Texte cité:
──────────────────────────────

Il reste peu à dire sur le rôle de l’escadre pendant ces dernières années. On la voit parcourant les mers du Levant lors du différend élevé entre la porte et les puissances du Nord au sujet des réfugiés hongrois, on la voit montrant son pavillon dans les mers de Grèce au moment des brutales réclamations faites par l’escadre anglaise au nom du Juif Pacifico ; mais, dans ces deux affaires, son action, enchaînée par une politique indécise, fut plutôt négative. Il n’en pouvait être autrement. Quel langage notre marine eût-elle pu tenir, lorsqu’au lieu d’avoir derrière elle la France calme, sage et puissante, elle avait à parler au nom d’un peuple divisé, affaibli par les luttes de parti, forcé d’oublier sa grandeur dans le soin de sa sûreté, et, si le gant lui eût été jeté, se sentant incapable de le relever ? La situation de l’escadre n’était donc pas tenable dans le Levant : on le comprit et on l’appela à Cherbourg, pour y recevoir la visite du président de la république.

──────────────────────────────

Données fournies:
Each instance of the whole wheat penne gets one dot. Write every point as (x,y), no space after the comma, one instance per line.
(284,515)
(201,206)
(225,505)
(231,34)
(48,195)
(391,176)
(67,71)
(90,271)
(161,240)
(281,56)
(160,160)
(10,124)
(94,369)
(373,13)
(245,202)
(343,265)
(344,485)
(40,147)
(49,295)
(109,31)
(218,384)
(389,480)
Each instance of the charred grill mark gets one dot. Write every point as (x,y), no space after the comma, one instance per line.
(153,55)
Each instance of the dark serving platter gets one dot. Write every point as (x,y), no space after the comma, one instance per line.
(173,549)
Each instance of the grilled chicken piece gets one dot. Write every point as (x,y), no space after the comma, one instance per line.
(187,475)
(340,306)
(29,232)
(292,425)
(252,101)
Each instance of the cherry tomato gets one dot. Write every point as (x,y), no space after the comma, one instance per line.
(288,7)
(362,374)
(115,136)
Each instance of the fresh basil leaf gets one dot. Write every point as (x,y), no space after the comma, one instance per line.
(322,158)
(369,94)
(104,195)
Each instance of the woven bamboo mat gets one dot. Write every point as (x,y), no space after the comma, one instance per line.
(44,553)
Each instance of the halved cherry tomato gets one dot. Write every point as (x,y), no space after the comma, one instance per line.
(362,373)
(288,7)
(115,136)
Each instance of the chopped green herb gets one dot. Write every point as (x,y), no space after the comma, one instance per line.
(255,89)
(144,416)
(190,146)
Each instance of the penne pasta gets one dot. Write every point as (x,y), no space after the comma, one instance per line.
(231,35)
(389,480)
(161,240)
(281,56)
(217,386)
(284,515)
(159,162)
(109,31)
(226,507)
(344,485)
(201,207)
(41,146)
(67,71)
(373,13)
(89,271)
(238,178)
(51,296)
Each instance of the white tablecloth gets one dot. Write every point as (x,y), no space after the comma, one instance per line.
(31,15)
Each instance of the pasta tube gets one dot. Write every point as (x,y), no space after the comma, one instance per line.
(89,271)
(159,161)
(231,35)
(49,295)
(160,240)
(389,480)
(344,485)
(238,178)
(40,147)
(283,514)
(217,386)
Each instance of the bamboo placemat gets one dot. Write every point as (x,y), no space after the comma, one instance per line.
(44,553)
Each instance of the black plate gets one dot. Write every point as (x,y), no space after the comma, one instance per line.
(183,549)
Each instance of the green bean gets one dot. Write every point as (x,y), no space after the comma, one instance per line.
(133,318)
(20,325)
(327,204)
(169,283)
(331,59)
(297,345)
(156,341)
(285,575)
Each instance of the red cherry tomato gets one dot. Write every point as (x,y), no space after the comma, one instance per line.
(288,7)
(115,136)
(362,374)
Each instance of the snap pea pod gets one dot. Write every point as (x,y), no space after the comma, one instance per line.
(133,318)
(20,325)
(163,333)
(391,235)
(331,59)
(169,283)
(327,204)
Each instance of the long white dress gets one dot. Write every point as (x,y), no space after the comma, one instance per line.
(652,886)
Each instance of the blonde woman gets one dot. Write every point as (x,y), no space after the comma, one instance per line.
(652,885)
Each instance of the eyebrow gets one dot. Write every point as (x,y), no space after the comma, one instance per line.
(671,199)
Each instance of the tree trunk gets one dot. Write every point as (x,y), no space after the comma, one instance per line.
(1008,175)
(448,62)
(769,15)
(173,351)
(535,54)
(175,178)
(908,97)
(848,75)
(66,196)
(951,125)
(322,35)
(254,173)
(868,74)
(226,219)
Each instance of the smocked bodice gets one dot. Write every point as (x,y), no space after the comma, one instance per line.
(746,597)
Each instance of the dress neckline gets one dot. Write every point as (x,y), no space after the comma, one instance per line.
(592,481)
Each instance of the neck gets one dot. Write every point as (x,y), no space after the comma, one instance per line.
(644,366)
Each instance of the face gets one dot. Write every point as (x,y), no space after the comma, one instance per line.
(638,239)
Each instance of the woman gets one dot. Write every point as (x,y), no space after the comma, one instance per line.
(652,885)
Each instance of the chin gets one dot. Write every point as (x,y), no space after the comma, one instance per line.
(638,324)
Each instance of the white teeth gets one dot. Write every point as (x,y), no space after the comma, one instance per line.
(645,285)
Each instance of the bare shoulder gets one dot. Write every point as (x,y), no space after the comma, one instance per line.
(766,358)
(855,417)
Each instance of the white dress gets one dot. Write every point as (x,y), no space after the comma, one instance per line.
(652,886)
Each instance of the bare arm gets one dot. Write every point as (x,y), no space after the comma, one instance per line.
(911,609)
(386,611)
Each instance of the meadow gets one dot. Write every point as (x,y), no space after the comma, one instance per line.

──────────────────────────────

Consigne: D'après le texte sur l'escadre, dans quel port l'a-t-on appelée pour recevoir la visite du président de la république ? Les données forment un matériau distinct du texte.

Corrigé: À Cherbourg.